# What you need to do
Answer these from the Data-Sitter project description:
1. In what format are the data contracts defined?
2. What name does the new GitHub secret get?
3. Which command installs the package with development dependencies?

# Text extract
***

Skip to main content

A Python library that reads data contracts and generates Pydantic models for seamless data validation.

Project description

Data-Sitter

Coverage

Overview

Data-Sitter is a Python library designed to simplify data validation by converting data contracts into Pydantic models. This allows for easy and efficient validation of structured data, ensuring compliance with predefined rules and constraints.

Features

  • Define structured data contracts in JSON format.
  • Generate Pydantic models automatically from contracts.
  • Enforce validation rules at the field level.
  • Support for rule references within the contract.

Installation

pip install data-sitter

Development and Deployment

CI/CD Pipeline

The project uses GitHub Actions for continuous integration and deployment:

  1. Pull Request Checks

    • Automatically checks if the version has been bumped in pyproject.toml
    • Fails if the version is the same as in the main branch
    • Ensures every PR includes a version update
  2. Automatic Releases

    • When code is merged to the main branch:
      • Builds the package
      • Publishes to PyPI automatically
    • Uses PyPI API token for secure authentication

To set up the CI/CD pipeline:

  1. Create a PyPI API token:

  2. Add the token to GitHub:

    • Go to your repository's Settings > Secrets and variables > Actions
    • Create a new secret named PYPI_API_TOKEN
    • Paste your PyPI API token

Setting Up Development Environment

To set up a development environment with all the necessary tools, install the package with development dependencies:

pip install -e ".[dev]"

***

# Data excerpts
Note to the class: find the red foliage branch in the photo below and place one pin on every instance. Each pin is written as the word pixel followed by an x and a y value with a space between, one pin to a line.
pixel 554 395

***

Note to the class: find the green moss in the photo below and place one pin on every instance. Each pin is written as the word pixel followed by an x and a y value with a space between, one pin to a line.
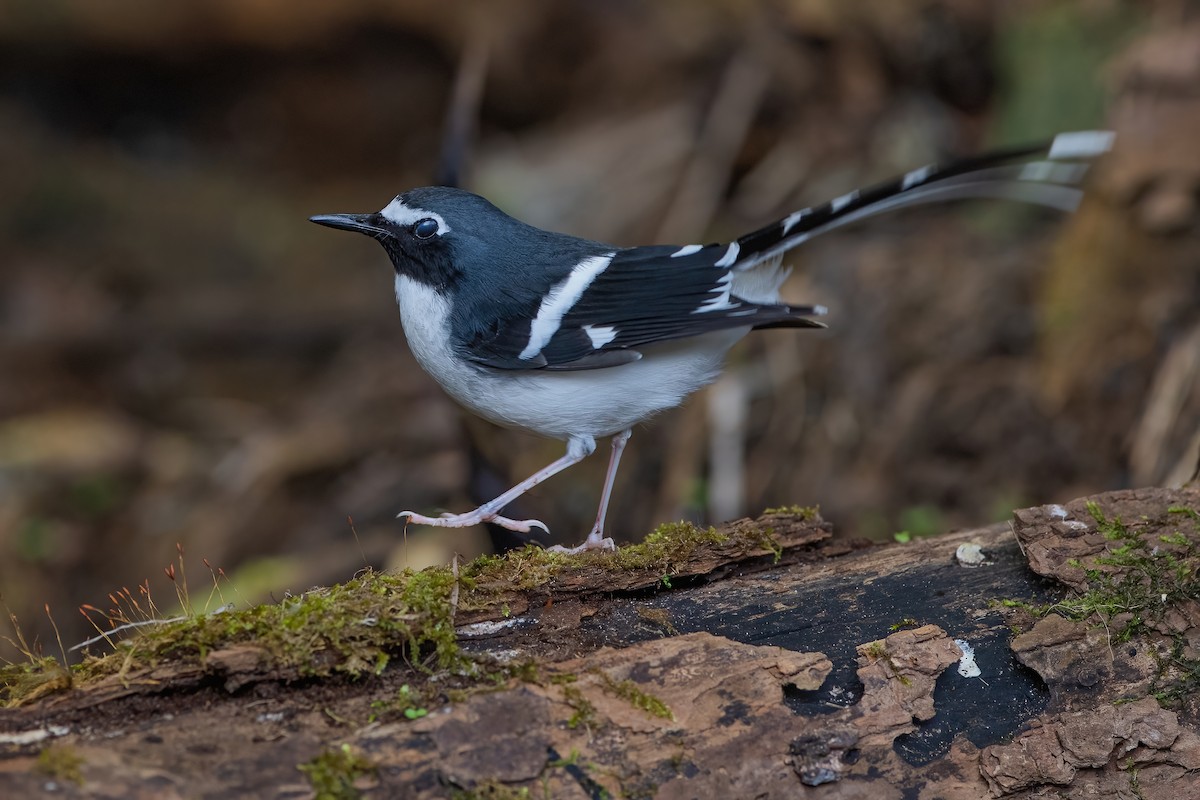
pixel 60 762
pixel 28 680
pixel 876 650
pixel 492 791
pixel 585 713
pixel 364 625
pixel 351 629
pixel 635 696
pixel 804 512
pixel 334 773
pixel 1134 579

***

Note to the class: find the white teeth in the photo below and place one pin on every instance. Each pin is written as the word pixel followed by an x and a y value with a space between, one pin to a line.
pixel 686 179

***

# Right answer
1. JSON
2. PYPI_API_TOKEN
3. pip install -e ".[dev]"